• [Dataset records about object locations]
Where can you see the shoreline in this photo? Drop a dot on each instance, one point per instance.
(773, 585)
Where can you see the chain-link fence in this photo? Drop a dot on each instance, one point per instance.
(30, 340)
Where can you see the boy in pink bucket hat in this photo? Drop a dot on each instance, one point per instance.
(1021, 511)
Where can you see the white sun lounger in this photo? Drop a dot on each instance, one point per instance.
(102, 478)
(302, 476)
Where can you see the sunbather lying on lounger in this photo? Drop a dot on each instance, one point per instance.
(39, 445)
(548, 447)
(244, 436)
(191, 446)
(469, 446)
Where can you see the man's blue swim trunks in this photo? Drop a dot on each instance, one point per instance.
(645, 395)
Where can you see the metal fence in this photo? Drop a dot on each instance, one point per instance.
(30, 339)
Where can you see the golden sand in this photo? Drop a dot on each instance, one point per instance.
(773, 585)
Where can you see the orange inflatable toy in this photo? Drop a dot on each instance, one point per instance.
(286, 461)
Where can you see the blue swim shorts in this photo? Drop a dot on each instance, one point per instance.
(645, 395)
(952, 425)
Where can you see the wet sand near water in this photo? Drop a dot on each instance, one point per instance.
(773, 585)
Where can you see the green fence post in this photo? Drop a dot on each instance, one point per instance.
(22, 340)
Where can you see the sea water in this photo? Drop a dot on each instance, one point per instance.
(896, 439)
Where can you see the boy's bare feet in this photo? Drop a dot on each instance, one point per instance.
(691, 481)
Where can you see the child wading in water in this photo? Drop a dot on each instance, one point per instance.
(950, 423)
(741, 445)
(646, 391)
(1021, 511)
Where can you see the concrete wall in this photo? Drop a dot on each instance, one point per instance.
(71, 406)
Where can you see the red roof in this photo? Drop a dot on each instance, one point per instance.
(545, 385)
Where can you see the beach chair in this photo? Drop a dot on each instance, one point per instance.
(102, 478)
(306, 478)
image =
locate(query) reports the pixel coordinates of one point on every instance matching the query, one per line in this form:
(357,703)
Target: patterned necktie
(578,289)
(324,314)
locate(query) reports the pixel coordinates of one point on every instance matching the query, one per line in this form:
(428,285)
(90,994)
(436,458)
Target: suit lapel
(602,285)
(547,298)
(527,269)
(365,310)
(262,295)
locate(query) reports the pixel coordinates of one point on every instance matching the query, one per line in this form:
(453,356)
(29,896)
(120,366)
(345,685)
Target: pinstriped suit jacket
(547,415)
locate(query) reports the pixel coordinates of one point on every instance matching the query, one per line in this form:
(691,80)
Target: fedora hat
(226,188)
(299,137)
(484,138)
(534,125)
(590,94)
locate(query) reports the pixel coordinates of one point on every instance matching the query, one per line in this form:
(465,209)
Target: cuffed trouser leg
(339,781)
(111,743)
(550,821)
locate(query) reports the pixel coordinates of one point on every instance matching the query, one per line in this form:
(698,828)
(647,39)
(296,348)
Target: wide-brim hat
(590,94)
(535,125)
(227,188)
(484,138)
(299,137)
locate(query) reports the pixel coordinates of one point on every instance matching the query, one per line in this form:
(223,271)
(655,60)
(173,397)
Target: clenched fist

• [SHORT TASK] Produce an exact copy of all the records.

• [THE RESPONSE]
Where can you see the shoreline in this photo? Drop a dot on each instance, one point per instance.
(773, 585)
Where can you see the chain-link fence in this photo? Drop a dot on each instance, one point per instance.
(30, 340)
Where can you see the boy in pink bucket hat in this photo? Drop a dot on each instance, one point per instance.
(1021, 511)
Where can you see the white sun lounger in this photo? Drop a dot on each instance, one point per instance.
(102, 478)
(302, 476)
Where can you see the sunbather lying on lounger in this photo? Drop a dot on each instance, one point per instance.
(39, 445)
(548, 447)
(244, 436)
(191, 446)
(469, 446)
Where can you see the man's blue swim trunks in this photo? Drop a dot on each instance, one point per instance.
(645, 395)
Where can you see the metal fence in this photo? Drop a dot on each instance, one point per instance.
(30, 339)
Where can you see the golden sand in this photo? Drop a dot on each instance, one point per instance.
(773, 585)
Where can you see the orange inflatable toy in this photo? Drop a dot on each instance, one point per instance.
(286, 461)
Where can you see the blue swim shorts in this photo? Drop a dot on each instance, one point per instance.
(645, 395)
(952, 425)
Where can you see the wet sand near water in this photo? Drop a dot on each instance, one point per instance.
(773, 585)
Where can you see the green fence post in this photo? Drop a dot on each instance, one point per instance.
(22, 340)
Where can you see the sea water in this photo? Drop a dot on each instance, one point per instance.
(896, 439)
Where can you see the boy's bare feet in this photo? Drop a dot on each instance, one point per instance.
(691, 481)
Where can you see the child wading in water in this photo? Drop a dot on each instance, one point per instance.
(950, 423)
(741, 445)
(646, 391)
(1021, 511)
Where can you see the concrete wall in this photo? Drop a dot on each instance, one point per instance.
(71, 406)
Where can you see the red roof in this photo? Drop a dot on each instance, one point per instance.
(545, 385)
Where can you see the beach chair in this photo? Drop a dot on each instance, one point per instance.
(102, 478)
(306, 478)
image =
locate(query) reports the pixel coordinates of one point on every instance matching the query, one per line in this form:
(357,703)
Target: patterned necktie
(578,289)
(324,314)
locate(query) reports the pixel coordinates of one point on every instance matching the query, one per line in this form:
(428,285)
(90,994)
(436,458)
Target: suit lapel
(602,285)
(547,298)
(527,269)
(365,310)
(262,295)
locate(query) reports the pixel coordinates of one point on every instance matching the query, one per line in this form:
(453,356)
(29,896)
(120,366)
(345,685)
Target: pinstriped suit jacket
(547,415)
locate(query) reports the pixel coordinates of one point on every instance matching the query, one per line in this form:
(691,80)
Target: fedora hat
(226,188)
(299,137)
(484,138)
(534,125)
(590,94)
locate(query) reports the pixel coordinates of one point on every instance matching the query, one per line in this form:
(465,209)
Target: cuffed trouser leg
(339,781)
(111,743)
(550,821)
locate(query) reports the pixel coordinates of one point on every instance matching the query, one per line in this form:
(698,828)
(647,39)
(296,348)
Target: wide-brim hat
(590,94)
(535,125)
(227,188)
(484,138)
(299,137)
locate(query) reports the pixel coordinates of one point on every instance matching the query, one per line in this form:
(223,271)
(655,60)
(173,397)
Target: clenched fist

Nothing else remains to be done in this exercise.